• _Entries_
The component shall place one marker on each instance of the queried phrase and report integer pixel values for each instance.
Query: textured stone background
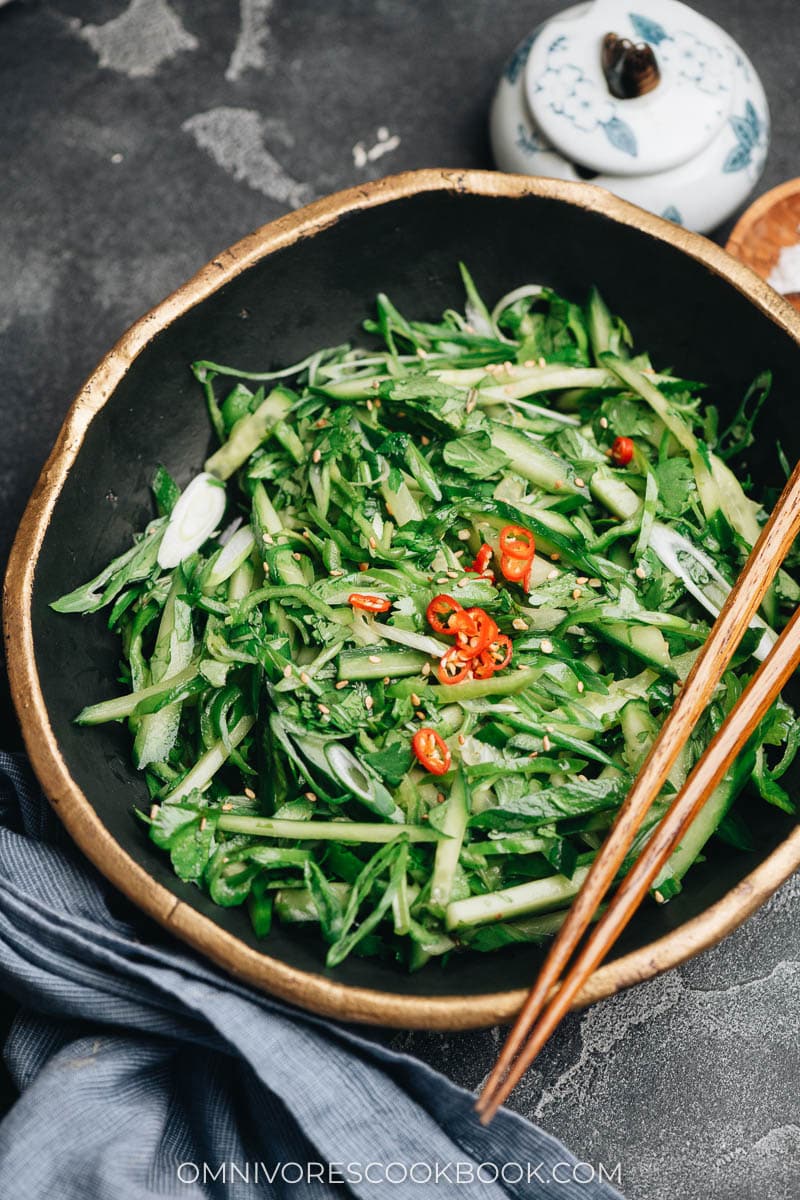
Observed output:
(139, 137)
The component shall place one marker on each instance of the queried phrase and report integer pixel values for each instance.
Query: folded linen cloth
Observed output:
(146, 1072)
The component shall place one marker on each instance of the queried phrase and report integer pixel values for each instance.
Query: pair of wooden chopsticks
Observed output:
(540, 1018)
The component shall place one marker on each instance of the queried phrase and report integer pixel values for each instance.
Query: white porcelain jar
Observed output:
(691, 149)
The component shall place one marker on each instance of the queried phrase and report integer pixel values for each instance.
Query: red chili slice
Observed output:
(621, 451)
(453, 666)
(482, 559)
(485, 631)
(446, 616)
(516, 541)
(370, 604)
(431, 751)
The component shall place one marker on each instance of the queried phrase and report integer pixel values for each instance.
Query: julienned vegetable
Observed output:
(391, 660)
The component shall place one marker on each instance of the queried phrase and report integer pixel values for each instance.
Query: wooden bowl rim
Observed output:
(737, 243)
(310, 990)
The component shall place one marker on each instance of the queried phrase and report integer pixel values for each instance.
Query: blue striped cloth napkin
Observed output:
(145, 1072)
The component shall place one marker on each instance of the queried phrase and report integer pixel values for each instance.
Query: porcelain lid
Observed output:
(573, 107)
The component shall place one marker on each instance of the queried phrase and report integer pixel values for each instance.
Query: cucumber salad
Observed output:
(395, 655)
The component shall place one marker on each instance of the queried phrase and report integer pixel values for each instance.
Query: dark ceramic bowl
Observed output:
(306, 281)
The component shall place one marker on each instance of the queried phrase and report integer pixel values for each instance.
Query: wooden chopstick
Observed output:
(739, 609)
(751, 708)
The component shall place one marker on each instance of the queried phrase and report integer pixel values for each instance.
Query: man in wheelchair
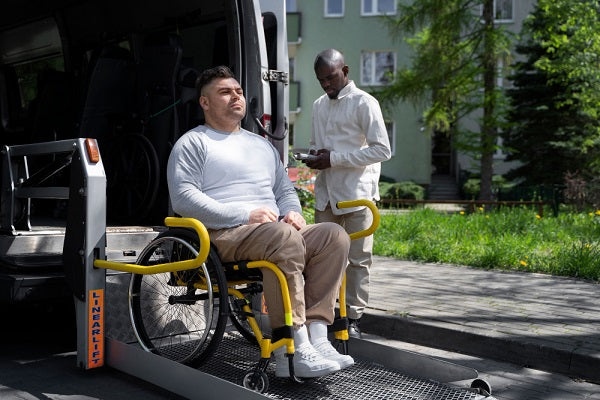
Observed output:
(234, 182)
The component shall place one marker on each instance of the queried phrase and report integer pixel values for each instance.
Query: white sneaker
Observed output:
(308, 363)
(325, 348)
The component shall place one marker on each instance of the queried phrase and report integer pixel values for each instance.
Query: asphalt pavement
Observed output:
(540, 321)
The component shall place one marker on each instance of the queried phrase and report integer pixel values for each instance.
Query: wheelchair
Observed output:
(183, 315)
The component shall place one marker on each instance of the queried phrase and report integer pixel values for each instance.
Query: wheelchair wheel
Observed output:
(171, 317)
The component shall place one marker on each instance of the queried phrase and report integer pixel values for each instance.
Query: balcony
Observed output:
(293, 26)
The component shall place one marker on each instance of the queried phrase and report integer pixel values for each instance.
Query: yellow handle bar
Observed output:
(167, 267)
(371, 206)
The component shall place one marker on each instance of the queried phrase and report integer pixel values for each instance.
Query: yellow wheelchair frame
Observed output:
(192, 274)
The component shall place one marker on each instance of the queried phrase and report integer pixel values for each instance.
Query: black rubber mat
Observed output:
(364, 380)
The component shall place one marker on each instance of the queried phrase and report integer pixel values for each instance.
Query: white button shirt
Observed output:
(351, 127)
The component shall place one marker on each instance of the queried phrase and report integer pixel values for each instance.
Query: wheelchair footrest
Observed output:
(339, 324)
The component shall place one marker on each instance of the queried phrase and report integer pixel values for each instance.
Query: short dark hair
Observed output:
(208, 75)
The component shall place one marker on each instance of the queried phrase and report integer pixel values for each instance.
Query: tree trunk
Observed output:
(489, 132)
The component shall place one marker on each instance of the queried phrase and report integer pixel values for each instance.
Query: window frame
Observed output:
(501, 21)
(391, 134)
(326, 14)
(374, 66)
(375, 12)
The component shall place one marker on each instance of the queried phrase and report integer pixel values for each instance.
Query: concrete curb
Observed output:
(567, 360)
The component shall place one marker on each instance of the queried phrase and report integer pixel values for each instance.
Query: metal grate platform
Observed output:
(364, 380)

• _Problem details_
Render the items as a numbered list, one line per entry, from the start of the items through the line that contains "(146, 1072)". Omit blank lines and leave the pictures out.

• _Written reply_
1. The component shall place one marker on each instance of the queried phrase and report integer pixel values for each instance.
2. Query: textured stone background
3. Observed output:
4. (139, 137)
5. The component shall place one marker on each instance of the queried phrase and report integer pixel values for each instance.
6. Query: folded linen cloth
7. Observed output:
8. (146, 1072)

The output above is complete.